Goal:
Could you rewrite everything from the line containing "like [910, 760]." down through the end of the items, swapping "innermost" for "most central" and keeping all else unchanged?

Items from a point annotation set:
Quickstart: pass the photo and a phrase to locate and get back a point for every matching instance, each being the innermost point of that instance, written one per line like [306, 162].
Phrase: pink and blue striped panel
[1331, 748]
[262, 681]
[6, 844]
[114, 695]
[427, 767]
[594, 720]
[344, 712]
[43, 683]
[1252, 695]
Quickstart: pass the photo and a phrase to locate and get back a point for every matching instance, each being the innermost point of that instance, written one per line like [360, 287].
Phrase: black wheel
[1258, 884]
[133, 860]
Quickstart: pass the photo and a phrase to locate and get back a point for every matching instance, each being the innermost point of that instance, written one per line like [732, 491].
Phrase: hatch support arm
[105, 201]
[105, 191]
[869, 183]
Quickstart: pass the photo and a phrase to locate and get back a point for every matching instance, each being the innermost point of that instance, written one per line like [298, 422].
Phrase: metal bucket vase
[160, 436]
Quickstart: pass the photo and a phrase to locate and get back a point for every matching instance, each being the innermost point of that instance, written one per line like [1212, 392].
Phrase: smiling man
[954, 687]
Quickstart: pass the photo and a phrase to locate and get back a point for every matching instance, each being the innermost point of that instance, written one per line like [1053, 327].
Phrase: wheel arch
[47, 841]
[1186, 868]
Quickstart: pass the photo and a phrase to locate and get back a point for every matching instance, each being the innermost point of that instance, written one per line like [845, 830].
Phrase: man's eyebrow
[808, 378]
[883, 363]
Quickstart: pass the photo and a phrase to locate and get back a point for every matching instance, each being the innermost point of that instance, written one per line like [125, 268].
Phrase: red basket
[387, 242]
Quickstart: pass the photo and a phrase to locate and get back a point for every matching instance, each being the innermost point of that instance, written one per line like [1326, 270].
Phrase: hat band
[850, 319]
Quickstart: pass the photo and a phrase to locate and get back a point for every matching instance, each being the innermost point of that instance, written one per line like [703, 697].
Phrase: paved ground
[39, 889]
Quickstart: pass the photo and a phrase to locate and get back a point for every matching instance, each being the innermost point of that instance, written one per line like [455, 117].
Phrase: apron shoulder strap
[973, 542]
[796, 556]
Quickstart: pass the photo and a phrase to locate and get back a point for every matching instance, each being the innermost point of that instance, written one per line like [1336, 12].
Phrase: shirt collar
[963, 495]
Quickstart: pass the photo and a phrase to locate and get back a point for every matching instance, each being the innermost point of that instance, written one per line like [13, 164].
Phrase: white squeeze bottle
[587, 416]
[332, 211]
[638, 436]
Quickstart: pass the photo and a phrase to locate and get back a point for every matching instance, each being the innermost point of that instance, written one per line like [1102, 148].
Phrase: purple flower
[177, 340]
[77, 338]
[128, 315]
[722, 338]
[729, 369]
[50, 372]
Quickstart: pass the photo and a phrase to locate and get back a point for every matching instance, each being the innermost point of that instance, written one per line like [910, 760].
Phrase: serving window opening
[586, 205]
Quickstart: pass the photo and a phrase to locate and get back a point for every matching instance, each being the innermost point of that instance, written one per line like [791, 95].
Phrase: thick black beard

The answer:
Quickstart: pass the photo and a phrase to locate and get back a point for every matching instance, each being the most central point of that instance, written one per line like [910, 760].
Phrase: serving window opening
[586, 205]
Quickstart: pass the photo and a phrase to locate and get back a point for every matching instance, each being the most central point of that instance, written one per line like [791, 95].
Phrase: thick black beard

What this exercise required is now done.